- PROBLEM TO WORK ON:
Answer these questions using the blog post below about The Bachelor.
(a) Which rose ceremony number was it for Brad The Bachelor?
(b) What was Baby Boy making on the floor, and with what tools?
(c) What animal growled at Gal #1 during her picnic lunch?

- READING PASSAGE:
★ ★ ★
The Bachelor. Elephants? REeeeallly?



"Ewwwwww. That's gross! They're kissing. I can't watch this part."
Hide your eyes, Baby Boy.
Tonight we stumbled onto ABC's The Bachelor.  I don't watch the show at all but it looked entertaining and distracting. Frivolous. It was Rose Ceremony #9 for Brad The Bachelor.  Somebody is getting the official see-ya and a rose.  Oh, I see. It's like Survivor without the rats. Or is it?

I tried to briefly explain the premise to Baby Boy who was making Super Mario "books" in the floor with magic markers and a stapler. "I'm into speech bubbles," he said.  You have a tall handsome rugged guy trying to pick a wife from a lineup of beauties in a contrived reality show in the wilds of South Africa.
I'm watching this spectacle of "dating" in a ho-hum kinda way wondering how in the world these people got themselves into such a predicament.

Gal #1: Brunette. "In love" with said bachelor. Hellbent on convincing him he's in love with her as well. After she thanks him for protecting her and her picnic muddy water lunch from a growling hippopotamus, they spend the night under the stars in an African tree house. Candles. Wine. Elegant surroundings if you count the leaves..... And elephants and lions making elephant and lion noises underneath the mosquito net right along with them. It was a zoo in there I'll tell ya.
**paraphrasing** "You know.....I really have feelings for her. I can be myself with her much more so than with the other two perfect female specimens. I love her spontaneity. She might be the one. Every time I'm with her there's a definite connection. I'd like to explore this further."
★ ★ ★
- SUPPLIED DATA:
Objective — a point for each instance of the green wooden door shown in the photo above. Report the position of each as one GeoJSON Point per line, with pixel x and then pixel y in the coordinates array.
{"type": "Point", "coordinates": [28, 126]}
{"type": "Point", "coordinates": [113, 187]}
★ ★ ★
- EXERCISE ANSWER:
(a) Rose Ceremony #9.
(b) He was making Super Mario "books" with magic markers and a stapler.
(c) A hippopotamus.